**TEXT PASSAGE**:
::::::::::

Now that doesn’t mean that the site doesn’t remember what each user’s preferences are, and have a custom template for their posts that includes the declarations.

rwzy · September 15, 2014, 12:28am

Wouldn’t it be easier for the user if a particular site specified what extensions (if any) they support? And then provide options to enable/disable them? It feels extremely clunky to have to mark up the text just to use a syntax if it’s already supported, probably best to leave activation of the syntax to the site itself. If another site also allows activation of that particular syntax, there should not be any conflicts/portability issues since it is the same specification being used. And why would there be a need to include syntaxes on sites that do not support them? For example, why would you need to have portability for LaTeX like math equations on a site where nobody would use that feature anyway?

::::::::::

**DO THIS**: Please write out the part of the forum post about syntax extensions that opens with the words containing "Now that doesn’t" and closes with "includes the declarations.".

**DATA PROVIDED**:
::::::::::

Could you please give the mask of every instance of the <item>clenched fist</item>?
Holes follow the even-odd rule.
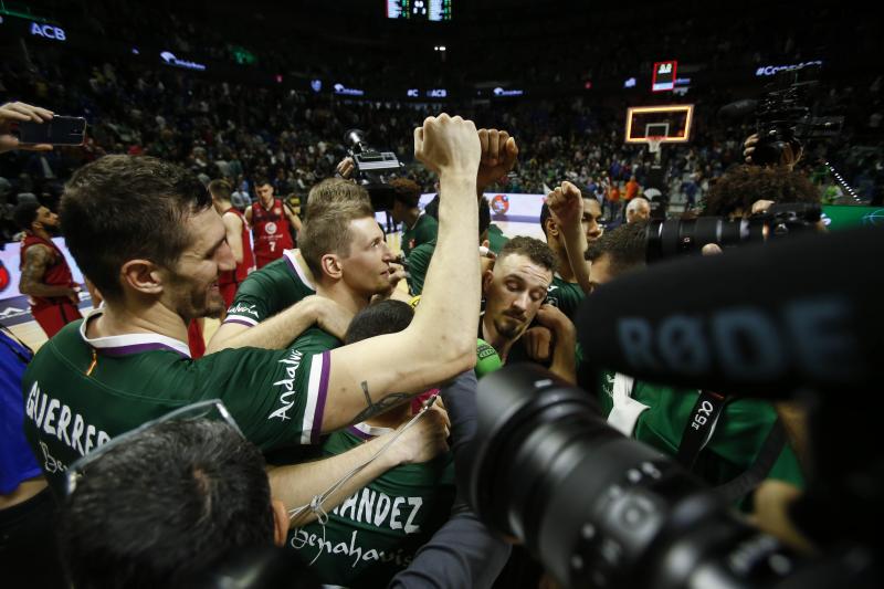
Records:
[[[452,173],[475,178],[482,147],[472,120],[442,113],[427,117],[414,129],[414,157],[440,177]]]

::::::::::

**RESPONSE FOR THIS EXERCISE**:
Now that doesn’t mean that the site doesn’t remember what each user’s preferences are, and have a custom template for their posts that includes the declarations.